Annotation data for object locations:
------

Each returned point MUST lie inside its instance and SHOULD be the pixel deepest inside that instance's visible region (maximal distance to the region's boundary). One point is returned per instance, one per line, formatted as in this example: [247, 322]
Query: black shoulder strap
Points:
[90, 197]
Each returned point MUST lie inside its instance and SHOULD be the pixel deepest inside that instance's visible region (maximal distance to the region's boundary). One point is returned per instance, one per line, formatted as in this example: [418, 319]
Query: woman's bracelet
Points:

------

## SHORT PROBLEM
Lay out the entries above as a Markdown table with two columns, Row and Line. Give each nonblank line its own numbered row, and leave out blank lines.

## ANSWER IN FULL
| Row | Line |
|---|---|
| 1 | Each returned point MUST lie inside its instance and SHOULD be the pixel deepest inside that instance's visible region (maximal distance to the region's boundary). One point is returned per instance, one per line, formatted as in this example: [247, 322] |
| 2 | Query: black shoulder strap |
| 3 | Points: |
| 4 | [90, 197] |
| 5 | Each returned point MUST lie inside its instance and SHOULD be the pixel deepest inside that instance's visible region (maximal distance to the region's boundary). One point is returned per instance, one per line, formatted as in this example: [418, 319] |
| 6 | Query: woman's bracelet |
| 7 | Points: |